Seçilen Metin
Muhtemelen izlemişsinizdir.
Yer İstanbul Havalimanı.
Şık (!) görünümlü bir bayan; uçağının (Atlas Global)15 dakika (evet sadece 15 dakika) rötar yapması nedeniyle bu gecikmeyle uzaktan yakından bir ilgisi ve sorumluluğu bulunmayan yer görevlisi bayanı önce aşağılayıp sonra ağza alınmayacak hakaretler etti.
“Koca kı….nı büyütene kadar aklını çalıştır, ben çingenelerle temas etmiyorum, temas yok, sokak süprüntüsü” ifadeleri hakaret ve aşağılamalarından sadece bir kaçıydı.
Ama aşağıladığı o görevli, bu terbiyesizin seviyesine inmedi.
Uçak yolculuğu yapanlar bilirler.
Rötar sık rastlanabilecek bir sorundur.
Üç saatlik gecikmeyle yaptığım yurt içi yolculukları yanı sıra yurt dışında yedi sekiz saati aşan gecikmelerle uçağa bindiğimiz oldu.
Hava şartları ve teknik nedenler dışında elbette bu gecikmeler medeni bir dille eleştirilebilir.
Gecikmenin sebebinin açıklanması istenebilir.
Ama havalimanındaki bir yer görevlisi rötarların hiçbir şekilde sorumlusu ve bu konudaki eleştirilerin muhatabı değildir.

Çalışma Yönergeleri
1) Metne göre olayın yaşandığı yer neresidir?
2) Metinde geçen bütün gecikme sürelerini, her birinin hangi yolculuğa ait olduğunu da belirterek sıralayın.
3) Metne göre yolcunun yer görevlisine yönelttiği hakaretler neden yersizdir? Bir ila üç cümleyle açıklayın.

Mevcut Veriler
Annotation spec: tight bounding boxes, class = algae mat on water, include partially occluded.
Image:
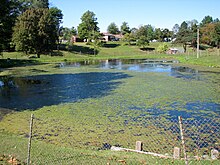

Çözümlü Cevaplar
1) İstanbul Havalimanı.

2)
- 15 dakika: hakaret eden yolcunun Atlas Global uçağının rötarı
- Üç saat: yazarın yurt içi yolculuklarında yaşadığı gecikme
- Yedi sekiz saati aşan: yazarın yurt dışında yaşadığı gecikmeler

3) Yer görevlisinin bu gecikmeyle uzaktan yakından bir ilgisi ve sorumluluğu yoktur. Havalimanındaki bir yer görevlisi, rötarların hiçbir şekilde sorumlusu ve bu konudaki eleştirilerin muhatabı değildir.